== To be done ==
Without the pictures, repeat the listing character for character.

== Data shown ==

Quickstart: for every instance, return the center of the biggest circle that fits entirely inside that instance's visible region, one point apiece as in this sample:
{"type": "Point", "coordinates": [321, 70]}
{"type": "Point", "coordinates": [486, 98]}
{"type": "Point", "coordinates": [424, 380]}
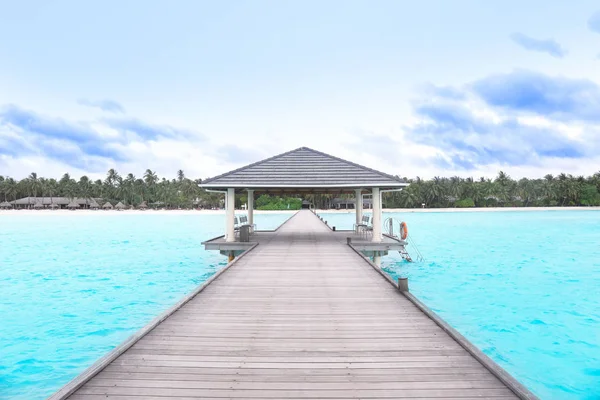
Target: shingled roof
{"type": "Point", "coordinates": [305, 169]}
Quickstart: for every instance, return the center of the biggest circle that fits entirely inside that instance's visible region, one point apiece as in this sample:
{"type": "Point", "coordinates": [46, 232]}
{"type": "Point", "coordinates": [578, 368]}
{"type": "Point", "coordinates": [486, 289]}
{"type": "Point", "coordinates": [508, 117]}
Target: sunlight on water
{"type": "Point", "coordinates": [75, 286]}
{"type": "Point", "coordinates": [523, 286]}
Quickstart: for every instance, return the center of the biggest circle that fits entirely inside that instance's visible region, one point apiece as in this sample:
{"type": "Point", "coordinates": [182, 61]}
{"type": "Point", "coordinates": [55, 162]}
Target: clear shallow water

== Correct result ==
Quickstart: for every instance, return the center of the biggest circle that fits entirely inside that instance's visible region, one point apiece as in this sample:
{"type": "Point", "coordinates": [321, 70]}
{"type": "Point", "coordinates": [486, 98]}
{"type": "Point", "coordinates": [424, 380]}
Target: shingled roof
{"type": "Point", "coordinates": [305, 169]}
Quickstart: for every instance, return the center of the biggest circle that fits entirely inside that instance's visible region, one point apiece as in this sample:
{"type": "Point", "coordinates": [46, 232]}
{"type": "Point", "coordinates": [578, 368]}
{"type": "Point", "coordinates": [486, 289]}
{"type": "Point", "coordinates": [508, 117]}
Target: sunlight on water
{"type": "Point", "coordinates": [75, 286]}
{"type": "Point", "coordinates": [523, 286]}
Quickstart: for every instance, return the center of the biggest circle that fits entirely inside that instance's visible region, one point apiece as in this sample:
{"type": "Point", "coordinates": [182, 61]}
{"type": "Point", "coordinates": [55, 162]}
Target: clear shallow water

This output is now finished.